__Seu objetivo__.
Edite e reproduza as linhas desde a que contém "the distant mountain." até o fim da listagem, ambas inclusive, substituindo "distant mountain" por "faraway mountain" e mantendo todo o resto inalterado. Deixe as imagens fora da resposta.

Anotações de pontos em imagens
****************
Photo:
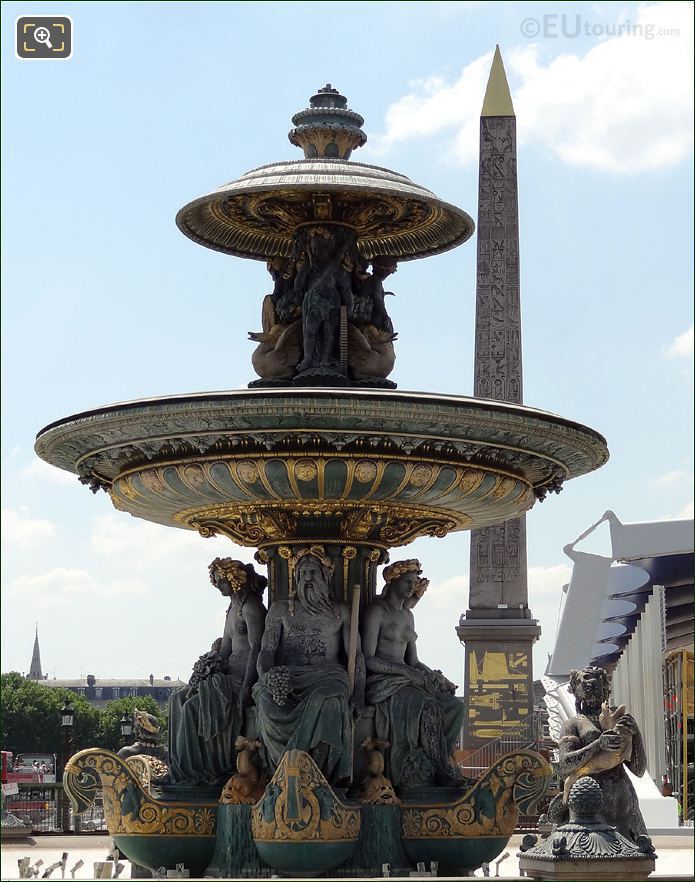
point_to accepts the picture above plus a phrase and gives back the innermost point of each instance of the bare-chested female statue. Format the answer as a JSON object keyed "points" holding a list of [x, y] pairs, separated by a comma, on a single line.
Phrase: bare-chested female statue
{"points": [[595, 743], [303, 694], [416, 710], [206, 717]]}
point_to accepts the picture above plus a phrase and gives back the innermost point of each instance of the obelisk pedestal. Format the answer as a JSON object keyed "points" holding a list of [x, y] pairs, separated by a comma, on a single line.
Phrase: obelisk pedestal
{"points": [[497, 629]]}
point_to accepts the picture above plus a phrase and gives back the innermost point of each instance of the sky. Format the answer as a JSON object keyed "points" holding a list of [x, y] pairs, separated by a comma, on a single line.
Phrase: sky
{"points": [[104, 300]]}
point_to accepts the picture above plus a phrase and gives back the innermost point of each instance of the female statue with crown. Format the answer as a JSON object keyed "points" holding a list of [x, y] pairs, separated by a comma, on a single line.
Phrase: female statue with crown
{"points": [[206, 717], [416, 710]]}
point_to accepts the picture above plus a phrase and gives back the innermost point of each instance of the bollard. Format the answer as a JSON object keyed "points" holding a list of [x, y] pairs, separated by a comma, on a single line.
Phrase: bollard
{"points": [[499, 861]]}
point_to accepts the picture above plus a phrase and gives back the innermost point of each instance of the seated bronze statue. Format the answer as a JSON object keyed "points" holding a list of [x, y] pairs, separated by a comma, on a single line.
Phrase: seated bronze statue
{"points": [[303, 695], [206, 717], [416, 709]]}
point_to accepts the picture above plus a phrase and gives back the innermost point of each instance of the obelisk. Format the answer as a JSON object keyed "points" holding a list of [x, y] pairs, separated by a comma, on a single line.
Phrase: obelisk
{"points": [[497, 629]]}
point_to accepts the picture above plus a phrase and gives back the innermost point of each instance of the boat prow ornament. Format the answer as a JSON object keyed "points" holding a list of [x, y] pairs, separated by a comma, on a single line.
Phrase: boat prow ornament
{"points": [[150, 831], [462, 834]]}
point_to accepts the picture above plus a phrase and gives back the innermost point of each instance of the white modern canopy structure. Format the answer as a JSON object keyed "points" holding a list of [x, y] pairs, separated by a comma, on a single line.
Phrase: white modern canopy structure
{"points": [[627, 611]]}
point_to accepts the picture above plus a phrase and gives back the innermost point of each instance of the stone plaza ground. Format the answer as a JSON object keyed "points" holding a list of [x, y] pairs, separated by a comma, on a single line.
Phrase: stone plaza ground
{"points": [[675, 856]]}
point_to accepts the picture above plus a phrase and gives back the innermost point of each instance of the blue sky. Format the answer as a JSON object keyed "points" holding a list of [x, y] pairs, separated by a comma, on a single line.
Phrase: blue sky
{"points": [[104, 300]]}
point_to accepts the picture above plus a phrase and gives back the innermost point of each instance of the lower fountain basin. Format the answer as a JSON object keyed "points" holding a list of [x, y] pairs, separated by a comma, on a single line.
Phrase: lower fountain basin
{"points": [[371, 466]]}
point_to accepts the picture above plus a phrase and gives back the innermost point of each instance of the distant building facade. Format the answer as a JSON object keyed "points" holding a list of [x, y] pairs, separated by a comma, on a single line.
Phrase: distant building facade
{"points": [[99, 692]]}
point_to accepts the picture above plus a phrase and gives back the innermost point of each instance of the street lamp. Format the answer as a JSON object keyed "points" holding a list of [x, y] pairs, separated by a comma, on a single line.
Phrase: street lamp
{"points": [[126, 725], [67, 717]]}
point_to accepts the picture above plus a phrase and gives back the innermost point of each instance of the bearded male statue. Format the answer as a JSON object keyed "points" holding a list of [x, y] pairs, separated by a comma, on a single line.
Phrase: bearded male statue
{"points": [[599, 741], [303, 699]]}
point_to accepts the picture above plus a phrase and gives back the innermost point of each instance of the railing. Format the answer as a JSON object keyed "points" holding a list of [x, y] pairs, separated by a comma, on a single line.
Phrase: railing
{"points": [[47, 809], [526, 735]]}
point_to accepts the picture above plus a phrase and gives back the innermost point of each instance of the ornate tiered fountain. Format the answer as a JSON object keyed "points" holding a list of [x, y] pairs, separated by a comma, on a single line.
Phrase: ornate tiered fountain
{"points": [[337, 758]]}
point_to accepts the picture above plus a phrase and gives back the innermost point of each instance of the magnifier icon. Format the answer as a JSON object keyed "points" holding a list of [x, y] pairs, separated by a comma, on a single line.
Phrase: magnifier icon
{"points": [[43, 35]]}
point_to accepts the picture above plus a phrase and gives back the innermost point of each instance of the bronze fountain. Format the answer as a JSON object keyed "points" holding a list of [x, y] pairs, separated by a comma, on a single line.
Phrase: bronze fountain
{"points": [[333, 739]]}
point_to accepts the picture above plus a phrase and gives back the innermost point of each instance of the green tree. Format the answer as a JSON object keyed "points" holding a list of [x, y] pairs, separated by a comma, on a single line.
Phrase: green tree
{"points": [[110, 729], [30, 713]]}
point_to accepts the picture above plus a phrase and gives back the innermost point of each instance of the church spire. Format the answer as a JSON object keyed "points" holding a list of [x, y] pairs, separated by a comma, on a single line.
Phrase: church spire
{"points": [[35, 672]]}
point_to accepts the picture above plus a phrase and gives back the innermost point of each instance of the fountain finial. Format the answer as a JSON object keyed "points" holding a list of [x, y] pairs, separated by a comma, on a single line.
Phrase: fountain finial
{"points": [[327, 129]]}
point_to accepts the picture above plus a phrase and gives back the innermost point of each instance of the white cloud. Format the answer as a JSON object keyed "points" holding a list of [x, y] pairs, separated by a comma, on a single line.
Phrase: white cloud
{"points": [[624, 106], [434, 107], [671, 479], [62, 586], [22, 530], [685, 514], [682, 346], [114, 535], [38, 469]]}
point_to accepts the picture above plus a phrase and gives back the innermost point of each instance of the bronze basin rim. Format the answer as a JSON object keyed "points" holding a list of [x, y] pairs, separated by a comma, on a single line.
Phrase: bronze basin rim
{"points": [[391, 396]]}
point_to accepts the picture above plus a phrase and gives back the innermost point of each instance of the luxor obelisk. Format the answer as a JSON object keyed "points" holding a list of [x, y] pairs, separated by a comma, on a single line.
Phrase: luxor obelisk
{"points": [[497, 629]]}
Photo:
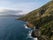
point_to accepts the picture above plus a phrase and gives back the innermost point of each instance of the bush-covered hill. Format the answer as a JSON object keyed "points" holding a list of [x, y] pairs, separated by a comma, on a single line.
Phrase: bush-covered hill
{"points": [[44, 18]]}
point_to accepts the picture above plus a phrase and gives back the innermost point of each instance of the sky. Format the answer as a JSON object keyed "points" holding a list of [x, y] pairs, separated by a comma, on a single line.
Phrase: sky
{"points": [[20, 5]]}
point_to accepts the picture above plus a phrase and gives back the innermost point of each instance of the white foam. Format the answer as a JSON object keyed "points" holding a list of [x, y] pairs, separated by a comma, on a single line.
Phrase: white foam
{"points": [[26, 26]]}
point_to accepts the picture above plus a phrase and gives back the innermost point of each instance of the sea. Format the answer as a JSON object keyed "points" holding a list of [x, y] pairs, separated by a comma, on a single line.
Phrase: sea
{"points": [[12, 29]]}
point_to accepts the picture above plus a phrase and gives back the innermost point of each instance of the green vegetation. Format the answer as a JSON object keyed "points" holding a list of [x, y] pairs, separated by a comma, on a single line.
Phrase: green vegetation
{"points": [[44, 18]]}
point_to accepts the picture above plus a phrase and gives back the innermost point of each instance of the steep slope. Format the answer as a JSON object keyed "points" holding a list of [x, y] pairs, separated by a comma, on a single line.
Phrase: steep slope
{"points": [[44, 18]]}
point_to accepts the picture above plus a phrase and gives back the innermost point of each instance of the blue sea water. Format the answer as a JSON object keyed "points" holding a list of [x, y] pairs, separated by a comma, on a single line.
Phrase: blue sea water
{"points": [[12, 29]]}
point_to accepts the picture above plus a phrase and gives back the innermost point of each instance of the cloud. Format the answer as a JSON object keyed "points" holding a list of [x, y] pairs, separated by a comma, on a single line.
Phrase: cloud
{"points": [[24, 5], [10, 12]]}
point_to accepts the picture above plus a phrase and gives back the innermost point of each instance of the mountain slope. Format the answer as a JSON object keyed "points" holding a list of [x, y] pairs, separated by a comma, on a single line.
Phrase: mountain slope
{"points": [[44, 18]]}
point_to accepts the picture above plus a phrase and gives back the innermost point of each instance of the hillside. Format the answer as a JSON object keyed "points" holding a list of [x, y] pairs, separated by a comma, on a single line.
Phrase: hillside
{"points": [[44, 18]]}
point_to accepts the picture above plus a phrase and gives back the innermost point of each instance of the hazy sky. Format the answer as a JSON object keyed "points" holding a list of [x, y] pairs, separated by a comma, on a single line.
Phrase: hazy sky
{"points": [[24, 5]]}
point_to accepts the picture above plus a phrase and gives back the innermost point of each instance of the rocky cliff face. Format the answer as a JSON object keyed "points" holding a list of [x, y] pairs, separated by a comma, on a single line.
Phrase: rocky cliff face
{"points": [[44, 18]]}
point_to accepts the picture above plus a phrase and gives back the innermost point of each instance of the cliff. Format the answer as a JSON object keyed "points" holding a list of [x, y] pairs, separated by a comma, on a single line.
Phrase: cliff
{"points": [[42, 16]]}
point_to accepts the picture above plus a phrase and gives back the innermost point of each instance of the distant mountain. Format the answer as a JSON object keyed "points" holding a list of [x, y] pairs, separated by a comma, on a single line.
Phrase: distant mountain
{"points": [[11, 15], [44, 18], [10, 12]]}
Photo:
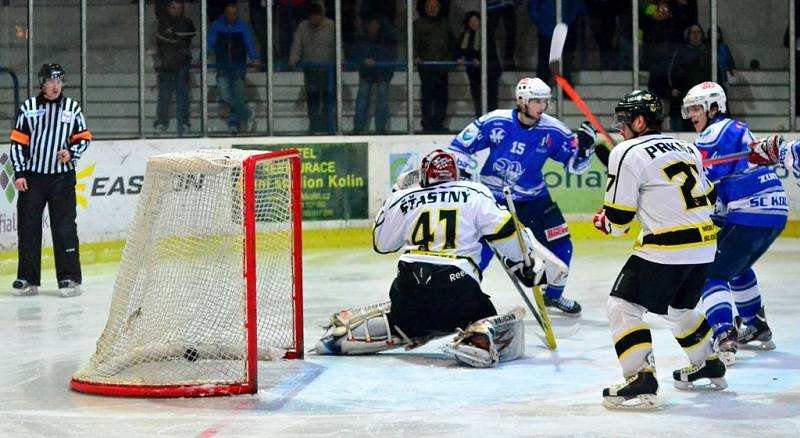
****************
__Resultado final__.
point_to accepts the picture above plus a phrase and gives back the innermost point of each instance of the faraway mountain. Format the answer as a JSON object keyed "points" holding a list of [x, y] pairs, separated by a comma, on a single line.
Phrase: faraway mountain
{"points": [[11, 15], [44, 18], [10, 12]]}
Photo:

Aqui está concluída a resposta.